(Pointing and labeling entries)
⟨

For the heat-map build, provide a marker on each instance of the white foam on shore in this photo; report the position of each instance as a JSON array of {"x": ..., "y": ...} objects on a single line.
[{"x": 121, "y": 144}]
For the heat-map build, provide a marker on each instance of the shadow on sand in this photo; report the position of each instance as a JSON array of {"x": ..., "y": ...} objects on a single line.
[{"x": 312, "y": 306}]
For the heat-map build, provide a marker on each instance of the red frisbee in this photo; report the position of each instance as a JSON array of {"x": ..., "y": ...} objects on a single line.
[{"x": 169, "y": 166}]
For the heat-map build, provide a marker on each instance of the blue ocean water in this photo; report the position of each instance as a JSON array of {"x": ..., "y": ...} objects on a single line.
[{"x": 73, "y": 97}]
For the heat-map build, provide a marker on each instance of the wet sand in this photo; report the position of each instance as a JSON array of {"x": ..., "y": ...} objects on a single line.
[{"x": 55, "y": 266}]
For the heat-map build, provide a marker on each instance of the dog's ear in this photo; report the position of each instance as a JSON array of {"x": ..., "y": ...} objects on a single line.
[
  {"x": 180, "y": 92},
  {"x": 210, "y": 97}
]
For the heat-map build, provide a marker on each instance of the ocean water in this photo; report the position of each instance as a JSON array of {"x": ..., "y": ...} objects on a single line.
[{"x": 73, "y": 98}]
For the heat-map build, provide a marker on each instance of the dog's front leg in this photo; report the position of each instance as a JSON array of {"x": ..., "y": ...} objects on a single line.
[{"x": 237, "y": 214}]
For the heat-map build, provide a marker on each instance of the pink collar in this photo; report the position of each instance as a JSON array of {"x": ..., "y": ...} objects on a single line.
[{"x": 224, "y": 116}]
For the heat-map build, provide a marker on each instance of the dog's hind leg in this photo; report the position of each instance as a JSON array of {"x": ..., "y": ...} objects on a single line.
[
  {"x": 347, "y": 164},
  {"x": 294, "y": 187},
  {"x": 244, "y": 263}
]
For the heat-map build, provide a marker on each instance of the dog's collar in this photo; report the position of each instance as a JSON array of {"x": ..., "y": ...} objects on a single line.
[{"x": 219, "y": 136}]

⟩
⟨

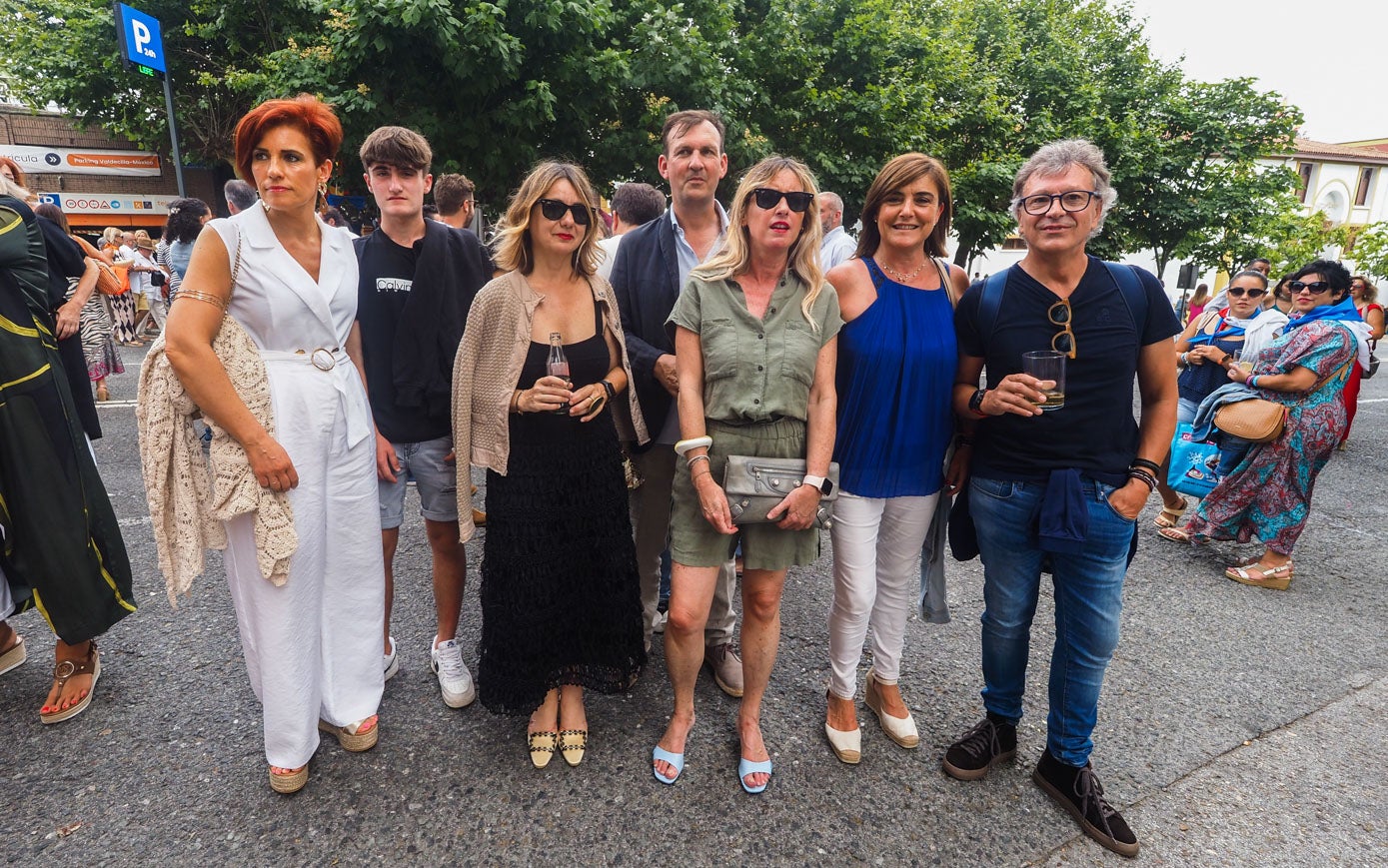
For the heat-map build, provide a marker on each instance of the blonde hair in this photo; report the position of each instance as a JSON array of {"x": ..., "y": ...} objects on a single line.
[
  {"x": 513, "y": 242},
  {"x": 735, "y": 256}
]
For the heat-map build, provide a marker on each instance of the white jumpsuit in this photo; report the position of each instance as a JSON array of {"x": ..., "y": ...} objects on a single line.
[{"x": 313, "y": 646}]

⟩

◆ GOAL OF THE EXERCISE
Show each line of the rows above that contains the string "sand", treating uppercase and lowercase as distinct.

◆ RESULT OF THE TASK
For the heat-map build, provide a marker on each instance of the shadow on sand in this photo; report the position of each instance as a JSON array of {"x": ..., "y": ...} objects on a single line.
For the heat-map build, provide a marker on each instance of the wet sand in this photo; report the position of each instance as a JSON array of {"x": ..., "y": ...} objects on a single line.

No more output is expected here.